SELECTED PASSAGE |
Federal Court Decisions

Decision Information

Decision Content

 

Date: 20090507

Docket: IMM-4092-08

Citation: 2009 FC 468

Ottawa, Ontario, May 7, 2009

PRESENT:     The Honourable Maurice E. Lagacé

 

BETWEEN:

ALBERTO MORALES ESQUIVEL

CLAUDIA VALLE CARRASCO

RAQUEL MORALES VALLE

 

Applicants

and

 

THE MINISTER OF CITIZENSHIP

AND IMMIGRATION

Respondent

 

 

 

REASONS FOR JUDGMENT AND JUDGMENT

 

[1]               This is an application for judicial review made pursuant to subsection 72(1) of the Immigration and Refugee Protection Act, S.C. 2001, c. 27 (the IRPA) of a decision of the Refugee Protection Division of the Immigration and Refugee Board (the Board) dated August 13, 2008,wherein the applicants were found not to be “Convention refugees” nor “persons in need of protection” pursuant to sections 96 and 97 of IRPA, on the main basis that the applicants had an internal flight alternative (IFA) in Mexico.

TASK INSTRUCTIONS |
According to the court decision above, on what main basis did the Board find that the applicants were neither Convention refugees nor persons in need of protection? Please rely on the court decision alone.

LISTED RECORDS |
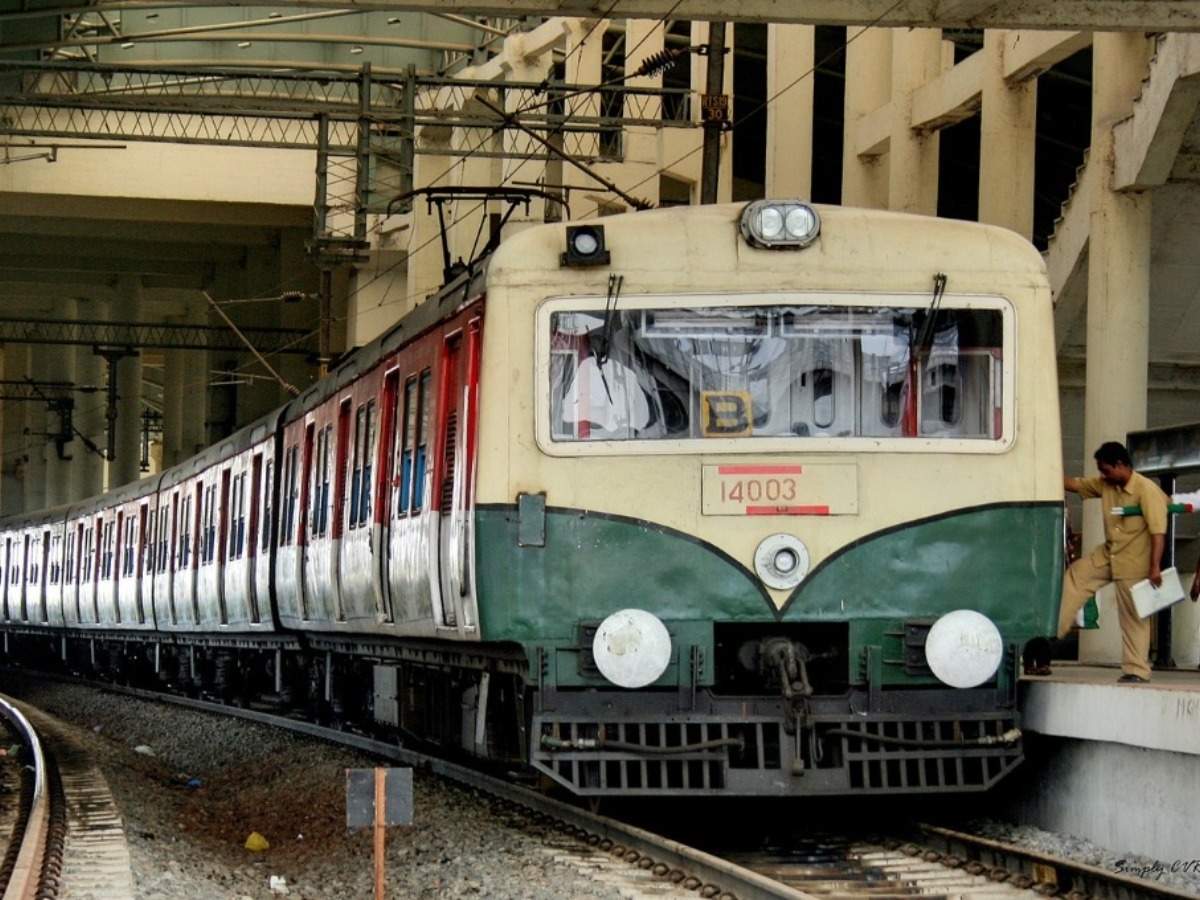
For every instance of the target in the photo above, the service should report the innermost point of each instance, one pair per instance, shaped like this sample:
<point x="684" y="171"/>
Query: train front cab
--
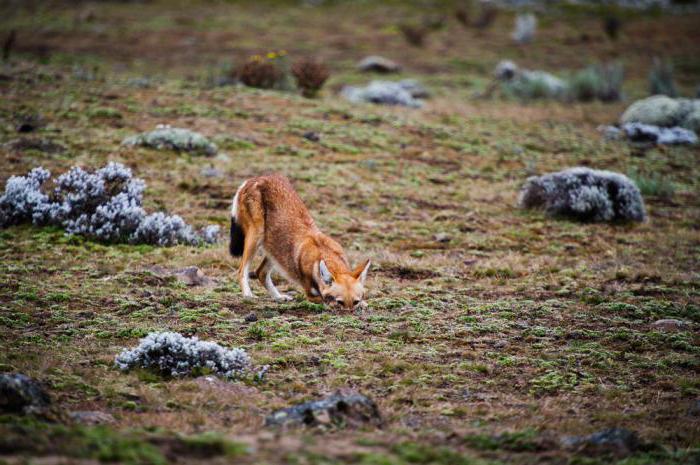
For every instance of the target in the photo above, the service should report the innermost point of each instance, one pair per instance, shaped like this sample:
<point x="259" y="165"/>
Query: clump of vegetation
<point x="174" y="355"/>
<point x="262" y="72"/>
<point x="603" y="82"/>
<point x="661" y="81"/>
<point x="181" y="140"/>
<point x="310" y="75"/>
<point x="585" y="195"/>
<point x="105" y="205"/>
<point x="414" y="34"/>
--
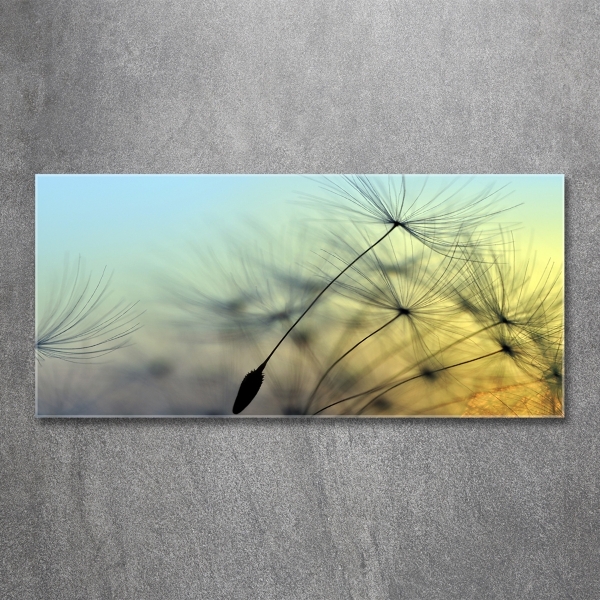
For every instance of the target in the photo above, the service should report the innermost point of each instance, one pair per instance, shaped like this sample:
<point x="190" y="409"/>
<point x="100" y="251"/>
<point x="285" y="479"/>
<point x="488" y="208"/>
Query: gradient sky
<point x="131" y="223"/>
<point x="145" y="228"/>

FINISHED EXERCISE |
The applicants had an internal flight alternative (IFA) in Mexico.